→ **SHORT PROBLEM**
Which lines in the records contain the string "panel", with case counting? Report each of those lines in full.

* start EXERCISE DATA *

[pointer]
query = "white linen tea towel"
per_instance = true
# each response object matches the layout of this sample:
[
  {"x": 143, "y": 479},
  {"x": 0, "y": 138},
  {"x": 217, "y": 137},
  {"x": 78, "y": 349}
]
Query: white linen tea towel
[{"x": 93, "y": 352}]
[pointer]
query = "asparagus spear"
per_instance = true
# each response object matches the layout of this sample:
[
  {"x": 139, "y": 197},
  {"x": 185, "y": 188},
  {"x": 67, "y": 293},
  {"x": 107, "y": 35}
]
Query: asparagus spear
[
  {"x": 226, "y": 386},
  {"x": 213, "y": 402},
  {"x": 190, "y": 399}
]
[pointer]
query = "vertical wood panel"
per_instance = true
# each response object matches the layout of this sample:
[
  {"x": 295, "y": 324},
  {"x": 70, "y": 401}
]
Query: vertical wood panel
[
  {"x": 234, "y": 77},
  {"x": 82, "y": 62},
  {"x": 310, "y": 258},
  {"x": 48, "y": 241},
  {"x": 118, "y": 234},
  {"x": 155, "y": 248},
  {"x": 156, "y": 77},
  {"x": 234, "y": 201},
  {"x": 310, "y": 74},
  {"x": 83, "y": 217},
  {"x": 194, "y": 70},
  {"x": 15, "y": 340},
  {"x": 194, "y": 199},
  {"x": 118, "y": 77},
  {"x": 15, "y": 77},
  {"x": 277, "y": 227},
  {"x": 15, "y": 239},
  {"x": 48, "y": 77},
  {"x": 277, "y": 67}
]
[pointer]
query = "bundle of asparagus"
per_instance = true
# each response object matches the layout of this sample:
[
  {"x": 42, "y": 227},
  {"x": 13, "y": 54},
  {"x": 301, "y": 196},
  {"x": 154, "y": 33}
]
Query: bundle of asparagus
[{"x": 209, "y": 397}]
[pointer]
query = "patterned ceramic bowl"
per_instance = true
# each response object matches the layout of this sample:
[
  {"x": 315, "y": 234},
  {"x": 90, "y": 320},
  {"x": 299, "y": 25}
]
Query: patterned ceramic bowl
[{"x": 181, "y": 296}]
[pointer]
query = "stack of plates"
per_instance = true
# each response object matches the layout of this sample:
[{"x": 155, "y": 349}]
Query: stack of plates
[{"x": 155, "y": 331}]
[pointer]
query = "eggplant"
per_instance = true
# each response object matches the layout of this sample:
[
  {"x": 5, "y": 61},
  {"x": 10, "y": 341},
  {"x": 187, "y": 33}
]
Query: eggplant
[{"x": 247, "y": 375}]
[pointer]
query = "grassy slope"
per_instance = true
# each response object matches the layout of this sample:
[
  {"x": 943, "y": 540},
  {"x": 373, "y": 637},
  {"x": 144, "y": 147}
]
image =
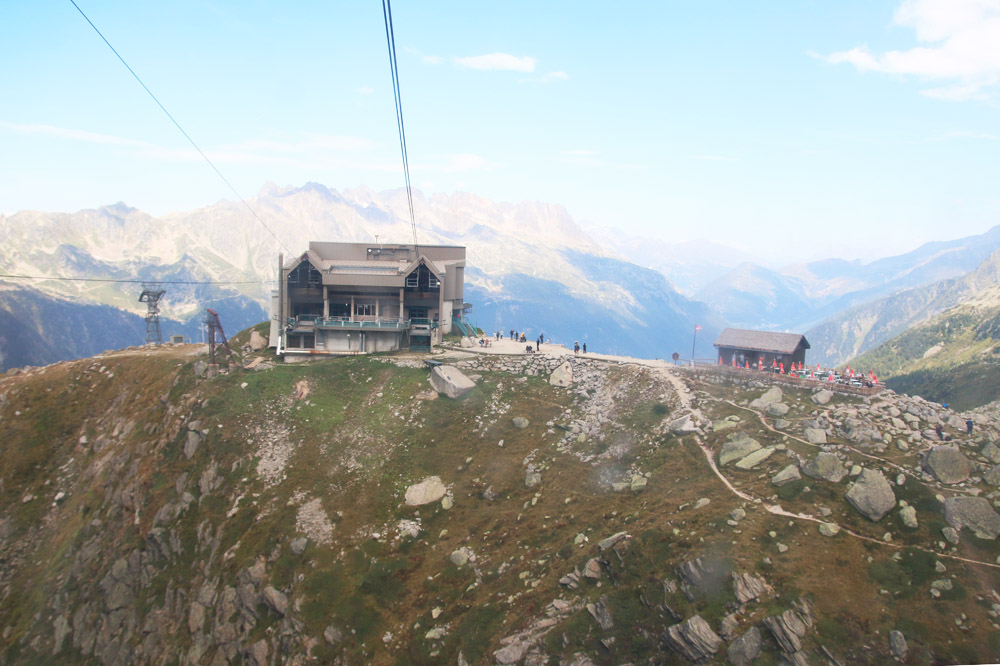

* end EXERCISE DATA *

→ **EXERCISE OUTPUT**
query = "vertical wood panel"
Query: vertical wood panel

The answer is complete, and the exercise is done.